Task requirements: Output every line of the data below as a JSON list of strings, with one string per line and blank lines omitted.

Source data:
==*==

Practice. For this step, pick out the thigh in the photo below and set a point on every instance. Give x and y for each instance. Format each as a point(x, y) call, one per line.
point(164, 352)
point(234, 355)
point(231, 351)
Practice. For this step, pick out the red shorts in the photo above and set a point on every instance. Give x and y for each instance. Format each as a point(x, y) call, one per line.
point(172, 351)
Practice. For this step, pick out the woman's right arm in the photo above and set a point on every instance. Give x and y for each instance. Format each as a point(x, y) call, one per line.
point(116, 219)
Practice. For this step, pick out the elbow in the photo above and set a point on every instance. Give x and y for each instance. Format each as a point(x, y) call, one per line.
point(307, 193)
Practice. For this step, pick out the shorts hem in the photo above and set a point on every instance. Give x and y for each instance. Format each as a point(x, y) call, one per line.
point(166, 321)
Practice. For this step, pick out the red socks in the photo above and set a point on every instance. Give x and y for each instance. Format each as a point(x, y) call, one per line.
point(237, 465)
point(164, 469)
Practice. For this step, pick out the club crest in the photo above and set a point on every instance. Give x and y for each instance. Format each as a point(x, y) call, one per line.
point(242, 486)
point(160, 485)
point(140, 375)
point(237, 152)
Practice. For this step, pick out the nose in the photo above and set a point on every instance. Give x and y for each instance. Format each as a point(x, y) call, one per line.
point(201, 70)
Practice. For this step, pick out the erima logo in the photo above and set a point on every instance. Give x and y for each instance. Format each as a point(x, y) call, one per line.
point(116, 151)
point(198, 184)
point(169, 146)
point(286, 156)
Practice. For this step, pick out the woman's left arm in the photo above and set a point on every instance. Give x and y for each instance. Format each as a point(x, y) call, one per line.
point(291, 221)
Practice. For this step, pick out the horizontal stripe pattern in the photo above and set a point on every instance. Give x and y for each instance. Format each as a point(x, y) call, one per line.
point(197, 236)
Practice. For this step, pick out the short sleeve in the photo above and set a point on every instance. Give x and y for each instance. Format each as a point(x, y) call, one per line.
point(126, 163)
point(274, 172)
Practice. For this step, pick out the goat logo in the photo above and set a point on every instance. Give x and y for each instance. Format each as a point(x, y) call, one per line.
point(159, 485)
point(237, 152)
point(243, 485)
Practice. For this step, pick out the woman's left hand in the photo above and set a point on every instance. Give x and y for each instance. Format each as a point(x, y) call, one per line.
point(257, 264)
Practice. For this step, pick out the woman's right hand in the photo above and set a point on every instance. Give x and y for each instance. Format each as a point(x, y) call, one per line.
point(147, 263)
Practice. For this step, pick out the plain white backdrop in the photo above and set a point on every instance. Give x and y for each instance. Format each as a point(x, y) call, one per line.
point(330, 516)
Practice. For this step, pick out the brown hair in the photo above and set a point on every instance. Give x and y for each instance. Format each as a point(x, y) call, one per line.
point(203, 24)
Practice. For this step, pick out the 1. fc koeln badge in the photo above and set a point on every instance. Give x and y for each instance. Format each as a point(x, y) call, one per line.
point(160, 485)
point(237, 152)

==*==

Full output:
[
  "Practice. For this step, pick out the thigh in the photo below and set a point on every instance. Give x and y for each instance. Format each as a point(x, y) call, one per line.",
  "point(164, 352)",
  "point(234, 355)",
  "point(231, 351)",
  "Practice. For this step, pick out the red shorts in the photo above and set a point on every instance. Give x and y for each instance. Format each as a point(x, y) call, one per line.",
  "point(172, 351)",
  "Practice. For this step, pick out the woman's right arm in the photo above and set a point on every instance. Give x and y for each instance. Format each as a point(x, y) call, one per line.",
  "point(116, 219)",
  "Practice. For this step, pick out the elbow in the photo above and set a point on every instance. Give x and y for each instance. Format each as a point(x, y) call, one per line.",
  "point(307, 193)",
  "Practice. For this step, pick out the shorts hem in the photo above and set a point on every instance. Give x and y for each instance. Format each as a point(x, y) call, one per line.",
  "point(166, 321)",
  "Practice. For this step, pick out the red socks in the photo above and set a point on every instance. Give x and y for each instance. Format each as a point(x, y) call, one per line.",
  "point(237, 465)",
  "point(164, 469)",
  "Practice. For this step, pick out the club crest in the photo above and set a point on every instance. Give x and y for each instance. Format each as a point(x, y) call, one per line.",
  "point(242, 486)",
  "point(160, 485)",
  "point(140, 375)",
  "point(237, 152)",
  "Practice. For this step, pick out the nose in the photo above and set a point on every instance. Give x and y for each instance. Format each as a point(x, y) call, one per line.",
  "point(201, 70)",
  "Practice. For this step, pick out the erima logo in the photo above and set a point on every instance. Give x and y for each instance. Format each as a point(x, y) call, one per line.",
  "point(116, 151)",
  "point(198, 184)",
  "point(169, 146)",
  "point(286, 156)",
  "Practice. For this step, pick out the woman's left arm in the photo above and set a point on every instance. Give x and y for each instance. Format each as a point(x, y) call, one per line.",
  "point(291, 221)",
  "Practice. For this step, pick out the horizontal stripe pattern in the photo above and set a point on every instance. Give x and y for each instance. Format each as a point(x, y) call, one per line.",
  "point(197, 236)",
  "Practice. For this step, pick out the short sleeve in the photo above and set a point on every instance. Give x and y for each instance. Format each as a point(x, y) call, one per line.",
  "point(126, 163)",
  "point(274, 172)",
  "Practice. For this step, pick out the goat logo in the photo above and set a point on every instance. Give x and y for each instance. Format each as a point(x, y) call, one per line.",
  "point(159, 485)",
  "point(237, 152)",
  "point(243, 485)",
  "Practice. For this step, pick out the woman's left hand in the photo above and set a point on every instance. Give x and y for each instance. Format each as a point(x, y) call, one per line.",
  "point(257, 264)",
  "Practice. For this step, pick out the woman's right hand in the photo above and set a point on every instance. Give x and y for each instance. Format each as a point(x, y) call, one per line.",
  "point(147, 263)",
  "Practice. For this step, pick out the plain white backdrop in the photo above and set a point on every instance. Give x and y for each instance. Format each as a point(x, y) call, one per line.",
  "point(330, 516)",
  "Practice. For this step, pick out the brown hair in the photo above and set a point on every instance. Give x and y for each instance. Format each as a point(x, y) call, one per line.",
  "point(203, 24)",
  "Practice. For this step, pick out the 1. fc koeln badge in the photo above and set a point on every instance. Give x and y for each instance. Format each as a point(x, y) call, one per line.",
  "point(160, 485)",
  "point(237, 152)"
]